[GIVEN RECORDS]:
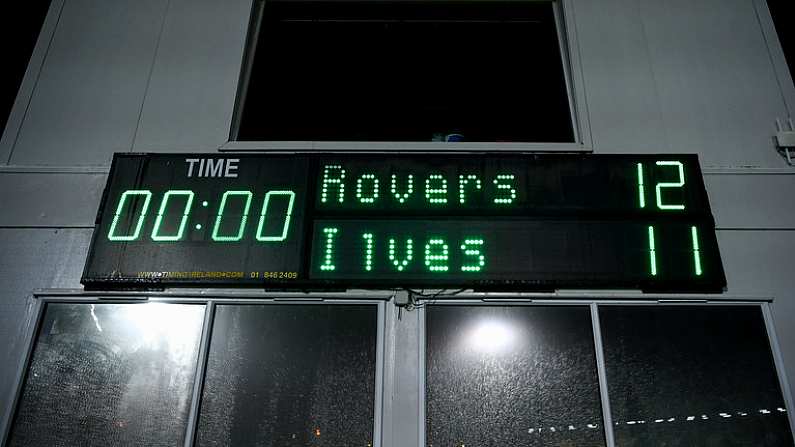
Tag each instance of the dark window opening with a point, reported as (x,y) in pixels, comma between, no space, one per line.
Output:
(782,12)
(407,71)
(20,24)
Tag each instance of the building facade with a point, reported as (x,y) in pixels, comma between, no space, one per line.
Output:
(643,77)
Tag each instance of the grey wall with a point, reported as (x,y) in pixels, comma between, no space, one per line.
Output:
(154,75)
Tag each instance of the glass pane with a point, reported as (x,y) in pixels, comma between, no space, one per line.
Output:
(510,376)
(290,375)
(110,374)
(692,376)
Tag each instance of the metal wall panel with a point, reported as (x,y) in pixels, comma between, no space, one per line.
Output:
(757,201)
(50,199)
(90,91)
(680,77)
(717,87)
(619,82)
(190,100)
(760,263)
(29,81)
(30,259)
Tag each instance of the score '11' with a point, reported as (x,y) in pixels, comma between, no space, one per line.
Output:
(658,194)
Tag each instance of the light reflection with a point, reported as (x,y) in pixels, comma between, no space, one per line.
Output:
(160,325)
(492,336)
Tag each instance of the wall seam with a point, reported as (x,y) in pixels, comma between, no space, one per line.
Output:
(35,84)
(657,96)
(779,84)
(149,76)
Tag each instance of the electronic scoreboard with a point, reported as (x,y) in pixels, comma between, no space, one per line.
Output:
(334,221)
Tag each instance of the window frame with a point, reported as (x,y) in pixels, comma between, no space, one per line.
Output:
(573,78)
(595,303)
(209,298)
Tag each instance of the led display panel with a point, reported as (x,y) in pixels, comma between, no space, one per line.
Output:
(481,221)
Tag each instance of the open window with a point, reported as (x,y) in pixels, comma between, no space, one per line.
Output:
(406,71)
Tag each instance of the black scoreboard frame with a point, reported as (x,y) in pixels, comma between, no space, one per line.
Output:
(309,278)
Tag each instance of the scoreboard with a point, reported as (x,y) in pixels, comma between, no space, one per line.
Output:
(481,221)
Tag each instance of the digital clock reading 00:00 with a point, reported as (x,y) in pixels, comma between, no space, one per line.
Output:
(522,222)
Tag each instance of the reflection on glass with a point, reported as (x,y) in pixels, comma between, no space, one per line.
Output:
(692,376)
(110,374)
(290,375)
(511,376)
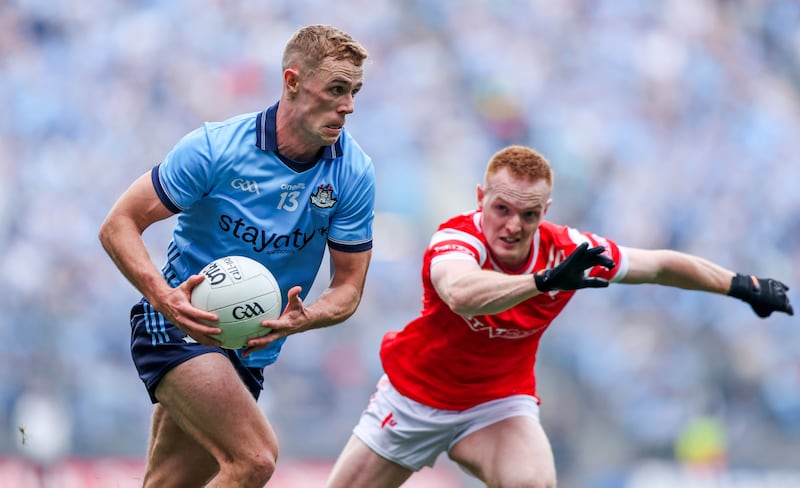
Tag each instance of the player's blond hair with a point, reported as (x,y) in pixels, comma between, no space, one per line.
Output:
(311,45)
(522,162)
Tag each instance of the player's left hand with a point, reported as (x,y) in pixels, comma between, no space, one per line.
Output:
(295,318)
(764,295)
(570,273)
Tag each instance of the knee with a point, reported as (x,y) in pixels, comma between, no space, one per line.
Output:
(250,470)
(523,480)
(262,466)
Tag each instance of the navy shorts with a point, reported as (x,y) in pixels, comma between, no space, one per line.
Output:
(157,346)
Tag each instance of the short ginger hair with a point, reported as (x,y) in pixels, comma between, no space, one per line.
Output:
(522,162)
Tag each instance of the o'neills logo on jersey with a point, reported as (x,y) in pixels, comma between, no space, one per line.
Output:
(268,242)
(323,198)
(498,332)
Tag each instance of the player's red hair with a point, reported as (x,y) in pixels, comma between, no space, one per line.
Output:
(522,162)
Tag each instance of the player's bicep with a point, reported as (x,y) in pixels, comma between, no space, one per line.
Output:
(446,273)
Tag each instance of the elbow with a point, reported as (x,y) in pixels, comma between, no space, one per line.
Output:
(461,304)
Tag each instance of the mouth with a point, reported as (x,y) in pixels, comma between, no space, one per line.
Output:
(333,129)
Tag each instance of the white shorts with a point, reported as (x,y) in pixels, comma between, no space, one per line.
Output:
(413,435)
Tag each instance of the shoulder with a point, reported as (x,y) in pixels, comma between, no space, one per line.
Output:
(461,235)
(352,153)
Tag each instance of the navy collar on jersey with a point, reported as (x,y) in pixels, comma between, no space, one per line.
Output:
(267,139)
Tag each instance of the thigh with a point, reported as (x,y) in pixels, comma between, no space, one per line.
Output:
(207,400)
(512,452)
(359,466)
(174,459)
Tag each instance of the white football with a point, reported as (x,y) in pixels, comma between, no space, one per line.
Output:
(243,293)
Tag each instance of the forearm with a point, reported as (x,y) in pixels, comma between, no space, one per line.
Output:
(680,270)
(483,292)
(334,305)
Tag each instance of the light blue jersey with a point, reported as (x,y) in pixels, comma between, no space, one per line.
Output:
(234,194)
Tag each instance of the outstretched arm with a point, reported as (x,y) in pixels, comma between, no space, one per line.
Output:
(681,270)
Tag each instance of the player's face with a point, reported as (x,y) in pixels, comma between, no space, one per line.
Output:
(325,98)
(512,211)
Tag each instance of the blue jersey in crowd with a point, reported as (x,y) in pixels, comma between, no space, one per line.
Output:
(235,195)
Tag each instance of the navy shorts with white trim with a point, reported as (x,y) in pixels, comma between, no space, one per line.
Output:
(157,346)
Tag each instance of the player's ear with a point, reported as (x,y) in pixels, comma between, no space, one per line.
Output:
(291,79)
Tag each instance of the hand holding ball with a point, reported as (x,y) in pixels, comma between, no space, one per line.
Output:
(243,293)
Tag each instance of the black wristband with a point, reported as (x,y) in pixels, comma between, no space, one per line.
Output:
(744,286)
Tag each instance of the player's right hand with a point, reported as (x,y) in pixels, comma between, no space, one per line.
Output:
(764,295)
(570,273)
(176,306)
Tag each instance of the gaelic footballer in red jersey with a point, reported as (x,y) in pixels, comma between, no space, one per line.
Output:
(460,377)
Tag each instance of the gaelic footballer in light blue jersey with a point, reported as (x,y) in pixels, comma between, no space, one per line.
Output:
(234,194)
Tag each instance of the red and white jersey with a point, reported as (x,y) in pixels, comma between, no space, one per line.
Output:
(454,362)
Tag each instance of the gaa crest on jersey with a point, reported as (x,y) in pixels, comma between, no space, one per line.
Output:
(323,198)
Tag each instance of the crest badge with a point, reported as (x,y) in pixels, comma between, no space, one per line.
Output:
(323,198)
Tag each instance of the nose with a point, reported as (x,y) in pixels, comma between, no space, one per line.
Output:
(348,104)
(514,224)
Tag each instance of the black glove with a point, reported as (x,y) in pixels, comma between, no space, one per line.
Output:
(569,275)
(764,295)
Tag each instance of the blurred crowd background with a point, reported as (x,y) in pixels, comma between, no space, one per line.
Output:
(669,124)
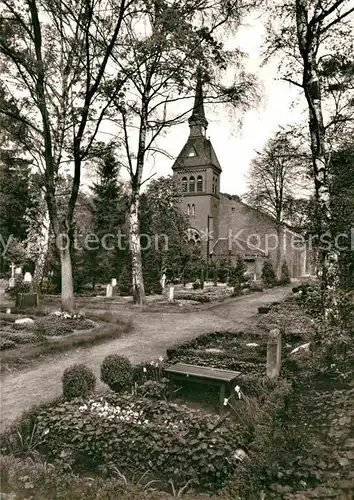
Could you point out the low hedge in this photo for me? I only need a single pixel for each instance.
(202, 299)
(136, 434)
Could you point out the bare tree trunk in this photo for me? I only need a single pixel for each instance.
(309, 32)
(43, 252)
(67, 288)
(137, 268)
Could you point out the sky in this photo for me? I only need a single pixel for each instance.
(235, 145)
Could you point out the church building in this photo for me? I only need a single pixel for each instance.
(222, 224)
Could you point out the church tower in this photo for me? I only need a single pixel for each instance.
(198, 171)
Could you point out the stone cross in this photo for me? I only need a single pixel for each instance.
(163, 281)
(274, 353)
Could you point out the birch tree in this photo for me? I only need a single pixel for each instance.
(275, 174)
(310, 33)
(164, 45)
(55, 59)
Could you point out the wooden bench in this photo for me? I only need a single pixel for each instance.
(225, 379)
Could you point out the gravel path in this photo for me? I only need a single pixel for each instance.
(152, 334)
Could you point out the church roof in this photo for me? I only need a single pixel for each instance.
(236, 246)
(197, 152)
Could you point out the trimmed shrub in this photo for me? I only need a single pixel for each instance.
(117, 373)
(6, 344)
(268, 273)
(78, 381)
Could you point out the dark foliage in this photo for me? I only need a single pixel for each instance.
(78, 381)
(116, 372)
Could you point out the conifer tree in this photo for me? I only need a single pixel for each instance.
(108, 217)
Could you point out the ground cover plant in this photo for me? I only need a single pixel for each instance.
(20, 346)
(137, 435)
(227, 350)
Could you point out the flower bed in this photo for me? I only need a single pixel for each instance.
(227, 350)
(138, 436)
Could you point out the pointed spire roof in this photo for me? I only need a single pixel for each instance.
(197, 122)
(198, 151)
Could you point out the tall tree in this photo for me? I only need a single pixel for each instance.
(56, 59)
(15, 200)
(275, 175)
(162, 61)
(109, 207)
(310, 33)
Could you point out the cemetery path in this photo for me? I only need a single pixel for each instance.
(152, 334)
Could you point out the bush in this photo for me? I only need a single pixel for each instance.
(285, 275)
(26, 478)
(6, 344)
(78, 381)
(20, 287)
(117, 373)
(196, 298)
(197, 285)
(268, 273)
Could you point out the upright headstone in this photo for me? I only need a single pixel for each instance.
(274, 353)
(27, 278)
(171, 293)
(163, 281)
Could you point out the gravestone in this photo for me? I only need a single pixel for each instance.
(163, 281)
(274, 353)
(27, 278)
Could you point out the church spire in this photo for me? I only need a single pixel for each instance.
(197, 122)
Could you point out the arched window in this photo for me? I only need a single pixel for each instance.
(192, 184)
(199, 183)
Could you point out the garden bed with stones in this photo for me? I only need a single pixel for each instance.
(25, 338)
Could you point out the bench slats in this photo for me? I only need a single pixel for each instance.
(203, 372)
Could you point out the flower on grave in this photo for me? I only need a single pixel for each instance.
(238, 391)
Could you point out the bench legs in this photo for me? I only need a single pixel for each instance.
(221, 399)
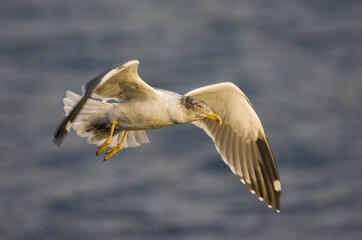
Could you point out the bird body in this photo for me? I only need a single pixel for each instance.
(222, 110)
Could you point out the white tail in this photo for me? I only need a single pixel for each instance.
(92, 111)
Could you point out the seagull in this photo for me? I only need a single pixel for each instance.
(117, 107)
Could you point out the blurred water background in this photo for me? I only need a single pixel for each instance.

* * *

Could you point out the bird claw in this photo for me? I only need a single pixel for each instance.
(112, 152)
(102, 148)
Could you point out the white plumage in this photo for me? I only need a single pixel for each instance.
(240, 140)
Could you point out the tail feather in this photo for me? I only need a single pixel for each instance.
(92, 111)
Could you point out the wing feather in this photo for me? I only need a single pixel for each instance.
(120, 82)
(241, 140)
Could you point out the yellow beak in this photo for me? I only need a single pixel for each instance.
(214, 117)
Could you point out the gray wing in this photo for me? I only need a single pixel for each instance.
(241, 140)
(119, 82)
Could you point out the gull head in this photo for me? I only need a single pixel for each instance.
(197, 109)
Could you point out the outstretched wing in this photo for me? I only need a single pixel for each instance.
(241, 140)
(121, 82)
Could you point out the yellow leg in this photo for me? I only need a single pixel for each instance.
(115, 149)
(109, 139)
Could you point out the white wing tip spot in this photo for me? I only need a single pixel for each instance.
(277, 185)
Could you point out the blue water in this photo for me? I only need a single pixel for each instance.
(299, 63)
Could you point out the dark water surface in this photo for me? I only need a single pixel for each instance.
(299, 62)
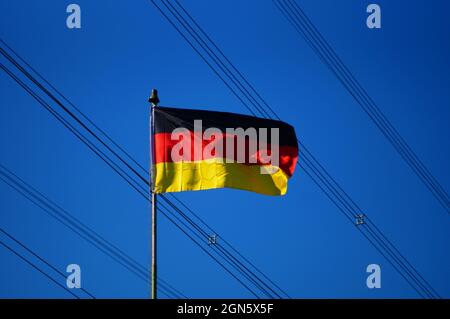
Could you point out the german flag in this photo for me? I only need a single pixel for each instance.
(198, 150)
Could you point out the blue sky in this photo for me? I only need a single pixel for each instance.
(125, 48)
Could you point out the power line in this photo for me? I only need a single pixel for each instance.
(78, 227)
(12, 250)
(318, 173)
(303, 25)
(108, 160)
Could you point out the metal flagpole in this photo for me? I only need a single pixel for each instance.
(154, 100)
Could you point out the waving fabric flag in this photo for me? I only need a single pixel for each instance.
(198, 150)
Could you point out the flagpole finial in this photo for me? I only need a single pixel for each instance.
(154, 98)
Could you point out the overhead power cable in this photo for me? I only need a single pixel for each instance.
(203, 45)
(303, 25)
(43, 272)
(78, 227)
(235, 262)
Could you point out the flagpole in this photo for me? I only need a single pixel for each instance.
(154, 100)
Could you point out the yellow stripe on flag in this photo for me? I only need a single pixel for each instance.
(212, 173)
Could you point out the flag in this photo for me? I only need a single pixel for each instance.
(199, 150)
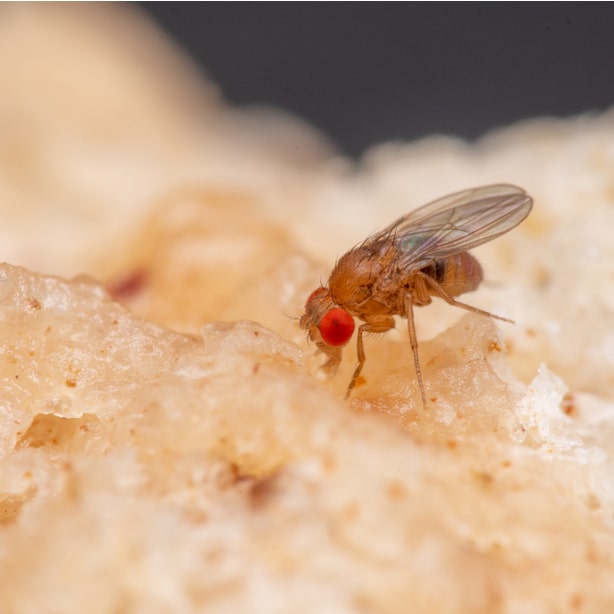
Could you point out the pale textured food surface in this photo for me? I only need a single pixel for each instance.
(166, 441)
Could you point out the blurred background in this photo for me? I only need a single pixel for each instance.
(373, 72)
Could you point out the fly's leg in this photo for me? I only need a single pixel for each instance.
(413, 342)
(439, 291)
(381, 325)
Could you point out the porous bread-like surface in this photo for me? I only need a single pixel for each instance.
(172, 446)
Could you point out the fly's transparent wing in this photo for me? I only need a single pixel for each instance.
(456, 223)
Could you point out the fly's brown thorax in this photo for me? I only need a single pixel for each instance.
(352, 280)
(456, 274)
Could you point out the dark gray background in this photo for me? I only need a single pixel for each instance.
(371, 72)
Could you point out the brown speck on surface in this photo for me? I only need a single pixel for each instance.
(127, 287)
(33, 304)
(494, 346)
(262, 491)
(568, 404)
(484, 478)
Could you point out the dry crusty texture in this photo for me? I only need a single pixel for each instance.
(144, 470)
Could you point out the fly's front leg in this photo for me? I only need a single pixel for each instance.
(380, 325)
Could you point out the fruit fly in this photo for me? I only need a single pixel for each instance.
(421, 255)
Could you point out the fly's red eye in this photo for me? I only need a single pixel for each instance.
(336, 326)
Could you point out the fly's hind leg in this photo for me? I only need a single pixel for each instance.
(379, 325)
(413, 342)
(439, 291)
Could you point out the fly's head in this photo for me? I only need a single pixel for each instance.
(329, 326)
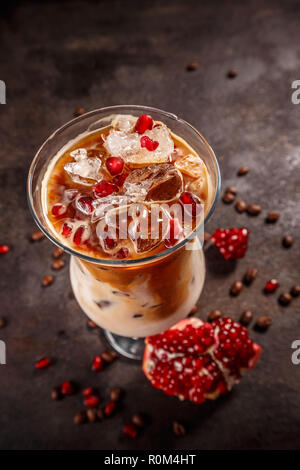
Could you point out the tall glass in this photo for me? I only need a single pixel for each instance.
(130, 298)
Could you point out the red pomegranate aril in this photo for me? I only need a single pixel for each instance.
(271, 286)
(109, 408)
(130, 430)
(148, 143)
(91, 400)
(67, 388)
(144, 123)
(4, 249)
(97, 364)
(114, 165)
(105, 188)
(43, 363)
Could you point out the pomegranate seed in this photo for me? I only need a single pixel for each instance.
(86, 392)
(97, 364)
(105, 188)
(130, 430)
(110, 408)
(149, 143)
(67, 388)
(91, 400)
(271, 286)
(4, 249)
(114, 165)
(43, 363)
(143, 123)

[DO THIS]: List every line in the records above that contains the word "flower", matching upper and lower case exactly.

[OUTPUT BELOW]:
Could you point out the flower bed in this photo for me? I only need a single pixel for each instance.
Could you point out the flower on grave in this photo for me? I only need a single pixel for each instance.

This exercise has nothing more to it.